▸ WHAT TO PRODUCE
Each entry needs to be copied exactly, with nothing left out.

▸ SUPPLIED INFORMATION

[Start of section]

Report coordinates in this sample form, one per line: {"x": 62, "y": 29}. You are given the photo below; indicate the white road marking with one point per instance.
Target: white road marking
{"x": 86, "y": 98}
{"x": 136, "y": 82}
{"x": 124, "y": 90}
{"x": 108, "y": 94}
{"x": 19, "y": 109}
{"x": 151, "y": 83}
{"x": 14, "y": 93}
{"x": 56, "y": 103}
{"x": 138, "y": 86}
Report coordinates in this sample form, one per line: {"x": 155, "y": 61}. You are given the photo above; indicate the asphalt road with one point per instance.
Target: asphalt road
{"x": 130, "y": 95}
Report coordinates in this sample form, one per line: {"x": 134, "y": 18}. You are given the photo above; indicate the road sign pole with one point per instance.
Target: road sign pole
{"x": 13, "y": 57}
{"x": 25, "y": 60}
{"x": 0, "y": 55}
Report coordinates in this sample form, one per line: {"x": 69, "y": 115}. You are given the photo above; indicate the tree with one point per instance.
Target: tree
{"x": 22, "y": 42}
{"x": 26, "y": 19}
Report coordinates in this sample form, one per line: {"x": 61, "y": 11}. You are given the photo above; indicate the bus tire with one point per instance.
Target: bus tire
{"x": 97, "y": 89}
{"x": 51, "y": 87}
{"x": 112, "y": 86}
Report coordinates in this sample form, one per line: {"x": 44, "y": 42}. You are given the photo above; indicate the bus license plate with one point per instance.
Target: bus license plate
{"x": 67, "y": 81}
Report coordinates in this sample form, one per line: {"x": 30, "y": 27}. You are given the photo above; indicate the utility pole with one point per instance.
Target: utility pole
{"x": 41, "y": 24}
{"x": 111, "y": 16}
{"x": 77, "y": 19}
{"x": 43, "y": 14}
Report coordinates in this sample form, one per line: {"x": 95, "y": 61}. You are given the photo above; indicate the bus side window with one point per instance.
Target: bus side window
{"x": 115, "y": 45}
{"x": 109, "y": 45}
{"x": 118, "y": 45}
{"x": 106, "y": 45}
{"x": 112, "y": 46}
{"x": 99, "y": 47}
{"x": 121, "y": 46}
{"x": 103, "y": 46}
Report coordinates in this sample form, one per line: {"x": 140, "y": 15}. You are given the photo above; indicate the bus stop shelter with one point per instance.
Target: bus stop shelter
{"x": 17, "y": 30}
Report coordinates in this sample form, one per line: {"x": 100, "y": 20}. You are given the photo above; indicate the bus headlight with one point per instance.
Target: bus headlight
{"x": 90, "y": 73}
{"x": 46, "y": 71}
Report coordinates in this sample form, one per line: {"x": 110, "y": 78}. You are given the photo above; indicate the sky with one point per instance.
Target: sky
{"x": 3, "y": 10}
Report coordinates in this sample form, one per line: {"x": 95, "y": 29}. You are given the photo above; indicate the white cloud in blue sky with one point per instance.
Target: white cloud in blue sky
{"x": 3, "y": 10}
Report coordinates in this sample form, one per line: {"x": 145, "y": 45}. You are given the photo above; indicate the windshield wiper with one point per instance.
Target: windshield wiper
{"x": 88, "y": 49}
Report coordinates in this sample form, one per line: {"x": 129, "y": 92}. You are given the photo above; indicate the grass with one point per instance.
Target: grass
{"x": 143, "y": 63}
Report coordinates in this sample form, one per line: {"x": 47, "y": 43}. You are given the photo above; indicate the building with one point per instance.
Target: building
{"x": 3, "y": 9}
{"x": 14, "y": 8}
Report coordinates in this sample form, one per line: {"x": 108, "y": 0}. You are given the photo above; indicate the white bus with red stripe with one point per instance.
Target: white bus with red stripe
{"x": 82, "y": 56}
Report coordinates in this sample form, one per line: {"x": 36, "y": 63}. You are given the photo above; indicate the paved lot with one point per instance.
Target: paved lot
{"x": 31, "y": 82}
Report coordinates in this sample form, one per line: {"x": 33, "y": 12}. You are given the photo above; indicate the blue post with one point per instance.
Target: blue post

[End of section]

▸ FINISHED TASK
Report coordinates in this sample form, one per line: {"x": 62, "y": 29}. You are given the photo below; indicate the white road marking with one point per instance.
Target: white road marking
{"x": 86, "y": 98}
{"x": 136, "y": 82}
{"x": 124, "y": 90}
{"x": 108, "y": 94}
{"x": 19, "y": 109}
{"x": 151, "y": 83}
{"x": 14, "y": 93}
{"x": 56, "y": 103}
{"x": 138, "y": 86}
Report coordinates in this sample form, one per line: {"x": 155, "y": 61}. You are given the photo above; indicate the asphalt road with one point per instance.
Target: asphalt road
{"x": 130, "y": 95}
Report coordinates in this sample form, one per line: {"x": 134, "y": 18}. You are given the photo above; indicate the road sign pole with one point per instance.
Target: road sign pole
{"x": 13, "y": 57}
{"x": 25, "y": 60}
{"x": 0, "y": 55}
Report coordinates in this sample form, one per line: {"x": 69, "y": 115}. You are given the photo above; indicate the tree with one point per instance.
Target: tree
{"x": 22, "y": 42}
{"x": 26, "y": 19}
Report coordinates in this sample form, one per line: {"x": 61, "y": 11}. You are given the photo above; indicate the bus tire with one point per instance.
Target: bus tire
{"x": 97, "y": 89}
{"x": 51, "y": 87}
{"x": 112, "y": 86}
Report coordinates in this sample form, one per line: {"x": 44, "y": 42}. You are given the photo above; indicate the bus license plate with one point per instance.
Target: bus license plate
{"x": 67, "y": 81}
Report coordinates in this sample form, one per line: {"x": 30, "y": 27}. You are given the photo above; indicate the utility pole with one point per instance.
Target: utility pole
{"x": 41, "y": 24}
{"x": 111, "y": 16}
{"x": 77, "y": 19}
{"x": 43, "y": 14}
Report coordinates in this sample form, one per line: {"x": 95, "y": 61}. You are given the photo above; indicate the bus side window with one point per instance.
Target: bus side window
{"x": 115, "y": 45}
{"x": 109, "y": 45}
{"x": 118, "y": 45}
{"x": 106, "y": 45}
{"x": 112, "y": 46}
{"x": 99, "y": 47}
{"x": 121, "y": 46}
{"x": 103, "y": 46}
Report coordinates in this sample form, one per line: {"x": 140, "y": 15}. You are given the photo above; indicate the bus stop shelter with one point per instance.
Target: bus stop shelter
{"x": 17, "y": 30}
Report coordinates in this sample form, one per line: {"x": 100, "y": 20}. You are given the photo above; indicate the bus headlight with one point per instance.
Target: bus headlight
{"x": 90, "y": 73}
{"x": 46, "y": 71}
Report coordinates in this sample form, one per line: {"x": 110, "y": 78}. You are given the photo above; indicate the sky with one point per instance.
Target: sky
{"x": 3, "y": 10}
Report coordinates in this sample form, one per line: {"x": 95, "y": 29}. You are given the photo above; indicate the white cloud in blue sky with one point per instance.
Target: white cloud in blue sky
{"x": 3, "y": 10}
Report coordinates in this sample form, one per line: {"x": 145, "y": 45}. You are given the photo above; indicate the windshield wiper with one point per instance.
Target: windshield wiper
{"x": 88, "y": 49}
Report coordinates in this sample form, one per line: {"x": 129, "y": 92}. You are given the photo above; indicate the grass with one point per instance.
Target: grass
{"x": 143, "y": 63}
Report coordinates in this sample form, one per line: {"x": 47, "y": 43}. You are given the photo above; indicate the building with one point per instance.
Target: building
{"x": 3, "y": 9}
{"x": 14, "y": 8}
Report coordinates in this sample form, one per line: {"x": 108, "y": 0}. You are given the photo above; indicate the white bus with red stripe with one point per instance.
Target: white bus with red stripe
{"x": 82, "y": 56}
Report coordinates in this sample form, one per line: {"x": 36, "y": 63}. You are given the photo above; indicate the paved lot with one point per instance.
Target: paved lot
{"x": 31, "y": 82}
Report coordinates in this sample form, one per line: {"x": 33, "y": 12}. You are given the photo above; indicate the blue post with one point per instance.
Target: blue post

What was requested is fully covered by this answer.